• _Given records_
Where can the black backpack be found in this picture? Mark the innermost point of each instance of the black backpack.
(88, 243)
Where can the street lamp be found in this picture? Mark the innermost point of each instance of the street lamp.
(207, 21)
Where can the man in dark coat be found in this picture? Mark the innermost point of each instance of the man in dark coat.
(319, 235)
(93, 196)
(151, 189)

---

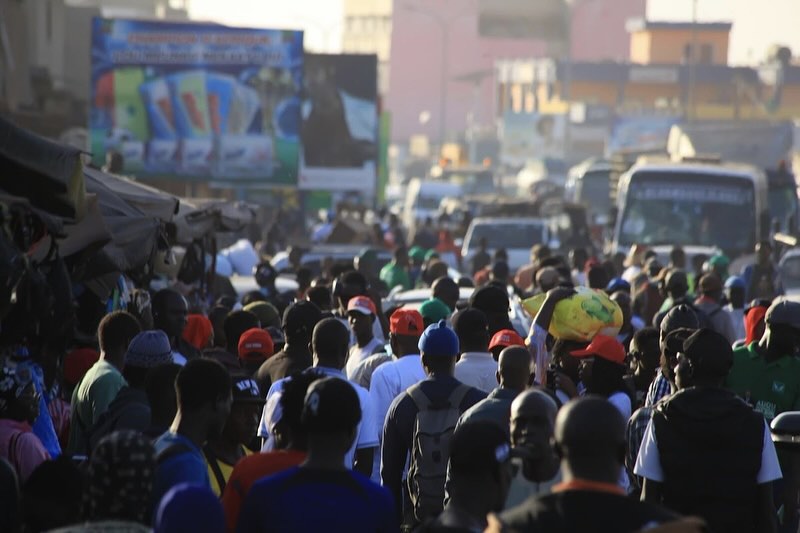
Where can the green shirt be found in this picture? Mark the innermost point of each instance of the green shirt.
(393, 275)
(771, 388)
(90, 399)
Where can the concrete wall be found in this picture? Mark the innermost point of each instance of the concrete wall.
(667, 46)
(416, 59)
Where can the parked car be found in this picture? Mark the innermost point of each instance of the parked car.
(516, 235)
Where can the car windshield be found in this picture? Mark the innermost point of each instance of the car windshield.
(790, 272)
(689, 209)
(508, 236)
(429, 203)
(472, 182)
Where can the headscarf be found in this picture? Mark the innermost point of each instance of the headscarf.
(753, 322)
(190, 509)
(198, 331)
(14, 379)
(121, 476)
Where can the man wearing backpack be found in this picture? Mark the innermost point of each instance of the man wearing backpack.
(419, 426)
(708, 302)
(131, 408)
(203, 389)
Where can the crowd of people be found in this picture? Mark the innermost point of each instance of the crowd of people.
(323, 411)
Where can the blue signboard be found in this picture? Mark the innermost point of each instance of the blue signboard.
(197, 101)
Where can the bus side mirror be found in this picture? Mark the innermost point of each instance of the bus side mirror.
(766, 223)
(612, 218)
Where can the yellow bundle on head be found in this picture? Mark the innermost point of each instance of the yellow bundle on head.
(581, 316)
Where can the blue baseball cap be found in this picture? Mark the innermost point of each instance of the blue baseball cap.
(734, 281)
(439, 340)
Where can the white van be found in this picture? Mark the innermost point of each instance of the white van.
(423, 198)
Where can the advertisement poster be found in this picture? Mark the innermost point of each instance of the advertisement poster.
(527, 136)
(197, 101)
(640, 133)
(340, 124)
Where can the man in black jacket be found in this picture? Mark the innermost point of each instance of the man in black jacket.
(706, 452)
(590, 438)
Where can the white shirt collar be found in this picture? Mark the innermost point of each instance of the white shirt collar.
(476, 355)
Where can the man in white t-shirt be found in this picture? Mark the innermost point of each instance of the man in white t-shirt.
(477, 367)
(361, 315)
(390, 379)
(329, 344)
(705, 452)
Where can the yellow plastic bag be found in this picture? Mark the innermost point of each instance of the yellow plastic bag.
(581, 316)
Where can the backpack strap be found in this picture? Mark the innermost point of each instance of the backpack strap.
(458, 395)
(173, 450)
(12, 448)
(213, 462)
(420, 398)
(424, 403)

--

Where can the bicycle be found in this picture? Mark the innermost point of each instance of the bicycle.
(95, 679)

• _The task_
Please show each line of the listing above that contains the string "shirt", copied in full.

• _Solution to the problem_
Where can the green shirt be found in this picture? Mark the innermost point of each instance of the green shirt.
Where can the white shirt collar be found in this picture? Mark the innermost point of each instance of the white shirt collar.
Where can the man in white t-shirt be found in this picture? Mark the innermost point of each instance of the man in white t-shirt.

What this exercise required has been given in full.